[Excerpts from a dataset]
"""

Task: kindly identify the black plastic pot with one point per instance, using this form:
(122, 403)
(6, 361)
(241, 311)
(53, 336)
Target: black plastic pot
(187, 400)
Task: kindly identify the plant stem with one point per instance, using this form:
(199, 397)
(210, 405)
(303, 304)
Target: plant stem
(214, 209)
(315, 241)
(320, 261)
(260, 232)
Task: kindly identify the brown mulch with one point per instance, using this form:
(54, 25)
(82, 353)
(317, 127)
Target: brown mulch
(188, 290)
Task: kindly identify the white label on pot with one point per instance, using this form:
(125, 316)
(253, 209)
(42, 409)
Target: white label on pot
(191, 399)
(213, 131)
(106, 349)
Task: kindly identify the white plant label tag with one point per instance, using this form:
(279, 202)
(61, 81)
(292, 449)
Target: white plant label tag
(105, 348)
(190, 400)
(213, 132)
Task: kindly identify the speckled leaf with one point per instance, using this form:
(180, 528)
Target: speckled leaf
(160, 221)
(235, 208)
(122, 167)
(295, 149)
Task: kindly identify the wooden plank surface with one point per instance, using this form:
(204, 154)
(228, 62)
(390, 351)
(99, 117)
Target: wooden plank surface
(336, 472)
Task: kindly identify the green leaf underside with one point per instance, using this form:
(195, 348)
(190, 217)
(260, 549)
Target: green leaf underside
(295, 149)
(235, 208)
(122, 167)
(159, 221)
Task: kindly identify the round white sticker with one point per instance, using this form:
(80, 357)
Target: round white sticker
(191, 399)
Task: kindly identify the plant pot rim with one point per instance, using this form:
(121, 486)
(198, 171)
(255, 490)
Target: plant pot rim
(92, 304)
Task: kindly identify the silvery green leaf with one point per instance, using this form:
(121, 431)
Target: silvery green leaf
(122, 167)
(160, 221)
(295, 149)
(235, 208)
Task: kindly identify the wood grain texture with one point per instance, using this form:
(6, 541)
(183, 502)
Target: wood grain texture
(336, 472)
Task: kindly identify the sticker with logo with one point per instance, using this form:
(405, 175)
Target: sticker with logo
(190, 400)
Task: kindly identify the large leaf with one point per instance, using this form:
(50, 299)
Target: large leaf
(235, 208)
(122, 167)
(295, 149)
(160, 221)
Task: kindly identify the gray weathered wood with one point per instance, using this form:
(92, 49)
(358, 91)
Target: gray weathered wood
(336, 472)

"""

= WHAT YOU ARE ASKED TO DO =
Copy every record above out again, word for word.

= REPLY TO THE EXERCISE =
Task: kindly identify the black plastic pot with one point per instance, using this form:
(122, 403)
(6, 361)
(241, 311)
(53, 336)
Target: black plastic pot
(187, 400)
Task: kindly identify the plant stem with one point per instance, using this form:
(199, 397)
(210, 405)
(303, 304)
Target: plant stem
(214, 209)
(315, 241)
(320, 261)
(260, 232)
Task: kindly identify the brown mulch with one point per instance, using this form:
(54, 25)
(82, 353)
(317, 127)
Target: brown mulch
(188, 290)
Task: kindly identify the white label on pot with one point per instance, using this form:
(125, 316)
(253, 209)
(42, 409)
Target: white label on pot
(191, 399)
(213, 131)
(106, 349)
Task: kindly identify the white plant label tag with one point per instance, using this form:
(279, 202)
(61, 81)
(292, 449)
Target: white plant label tag
(105, 348)
(190, 400)
(213, 132)
Task: kindly identify the speckled leaf with one point per instance, using this form:
(180, 528)
Target: speckled leaf
(160, 221)
(235, 208)
(122, 167)
(295, 149)
Task: kindly identify the wooden plank surface with one point per instance, using this form:
(204, 154)
(228, 62)
(390, 351)
(99, 117)
Target: wooden plank surface
(336, 472)
Task: kindly identify the green leaf underside with one point per instance, using this form:
(195, 348)
(190, 217)
(260, 549)
Target: green leaf underside
(295, 149)
(235, 208)
(122, 167)
(159, 221)
Task: kindly identify the round white sticker with one point per instance, using this form:
(80, 357)
Target: round white sticker
(191, 399)
Task: kindly identify the plant pot rim with one point per instance, using this form:
(121, 486)
(198, 171)
(255, 490)
Target: plant pot rim
(92, 304)
Task: kindly identify the silvery green leaf with one point per instance, using this form:
(121, 431)
Target: silvery green leaf
(122, 167)
(160, 221)
(295, 149)
(235, 208)
Task: kindly identify the wood grain texture with one point per instance, using this form:
(6, 541)
(183, 502)
Target: wood grain texture
(336, 472)
Task: kindly identify the sticker with logo with one point per instance, using this form:
(405, 175)
Target: sticker with logo
(190, 400)
Task: kindly identify the large leaf with one point per instance, using this form:
(50, 299)
Target: large leaf
(235, 208)
(122, 167)
(295, 149)
(160, 221)
Task: kindly identify the gray weathered wood with one point per instance, using this form:
(92, 49)
(358, 91)
Target: gray weathered wood
(336, 472)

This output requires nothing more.